• **Отрывок**:
━━━━
Уже в Прологе вслед за Феодоритом Кирским Иоанн утверждает, что Бог и люди творят по-разному. Ремесленнику или художнику для создания каких-либо изделий требуются их готовые образцы, материалы и орудия труда, которые они заимствуют друг у друга. Богу же достаточно только помыслить, чтобы создать предмет, который никогда не существовал. «Не бо требуе ничесо же бог, чловечскые хытрости [искусства] друг другые требует» (Прол. 2а)28. Искусства нуждаются друг в друге. Кузнец не может ничего сделать, пока другие мастера не построят ему кузницу, а третьи не изготовят инструменты и т. д. Для творчества земному художнику требуется материал, инструменты, время, труд, умение (хытрость), старание. Ни в чем этом не нуждается божественный творец, ему достаточно только проявить волю (хотение) (Прол. 2b). Даже в материале он не нуждается, так как все создал сам из небытия. «Удобь бо ему и от небытия и от бытия творити» (Прол. 5с). Человеческие искусства (хытрости) были изобретены для нужд людей. Особенности каждого вида искусства определяются материалом, с которым оно имеет дело. Искусство мастера по дереву носит один характер, а мастера по железу – иной (I 27d). От художника зависит, какой образ придать материалу и как его исполнить. В целом же творчество земного художника определяют две вещи – материал, из которого он творит, и его искусство (хытрость), умение обработать этот материал, придать ему образ. В процессе творчества мастер берет материал, осмысливает образ предмета, который он желает сделать, и затем воплощает свой замысел в материале (I 28а). Не так творит Бог. Замыслив что-либо, он сразу создает предмет в единстве его формы и материала – «ту же и купьне помыслив, како утвари [творению] сеи быти ест, и образы ей подобьныя с вещию [материалом] роди» (I 28d)29.
━━━━
• **Исходные данные**:
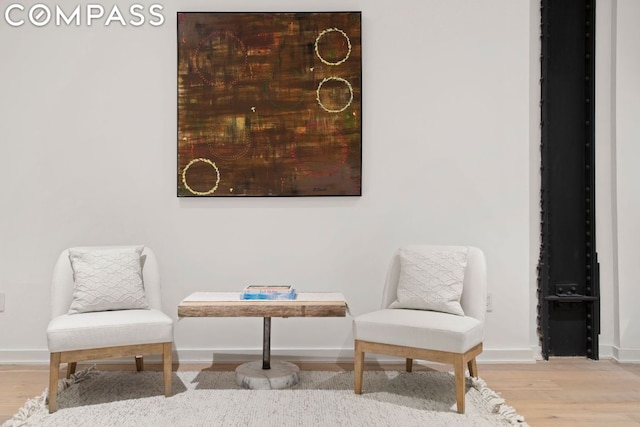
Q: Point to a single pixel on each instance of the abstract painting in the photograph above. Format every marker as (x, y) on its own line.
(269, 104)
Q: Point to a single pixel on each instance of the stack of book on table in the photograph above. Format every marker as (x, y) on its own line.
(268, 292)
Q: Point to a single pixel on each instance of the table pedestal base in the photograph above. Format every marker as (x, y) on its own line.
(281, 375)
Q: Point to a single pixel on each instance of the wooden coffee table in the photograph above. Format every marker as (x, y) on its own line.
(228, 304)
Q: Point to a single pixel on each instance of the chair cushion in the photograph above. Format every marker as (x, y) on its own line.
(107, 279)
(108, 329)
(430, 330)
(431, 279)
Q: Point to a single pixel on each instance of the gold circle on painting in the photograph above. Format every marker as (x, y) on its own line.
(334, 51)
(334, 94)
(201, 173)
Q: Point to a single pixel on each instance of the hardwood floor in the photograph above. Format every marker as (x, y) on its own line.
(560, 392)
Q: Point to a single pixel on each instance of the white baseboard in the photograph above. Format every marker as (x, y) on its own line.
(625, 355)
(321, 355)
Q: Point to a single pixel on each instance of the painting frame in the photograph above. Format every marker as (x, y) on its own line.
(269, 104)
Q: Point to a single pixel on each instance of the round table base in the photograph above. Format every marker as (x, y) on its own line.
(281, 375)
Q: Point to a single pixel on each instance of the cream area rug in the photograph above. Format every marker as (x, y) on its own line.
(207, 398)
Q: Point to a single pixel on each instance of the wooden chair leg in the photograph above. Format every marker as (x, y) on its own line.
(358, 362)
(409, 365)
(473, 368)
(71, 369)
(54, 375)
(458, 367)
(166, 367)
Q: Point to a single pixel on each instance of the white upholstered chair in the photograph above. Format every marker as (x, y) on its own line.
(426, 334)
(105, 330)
━━━━
• **Цель задания**:
Пожалуйста, ответьте на вопросы по отрывку:
1. Чего достаточно Богу, чтобы создать предмет, который никогда не существовал?
2. Кто не может ничего сделать, пока другие мастера не построят ему кузницу?
3. Какие две вещи в целом определяют творчество земного художника?
Материал выше приведён отдельно от отрывка.

• **Ответ к заданию**:
1. Достаточно только помыслить, то есть проявить волю (хотение).
2. Кузнец.
3. Материал, из которого он творит, и его искусство (хытрость), то есть умение обработать этот материал и придать ему образ.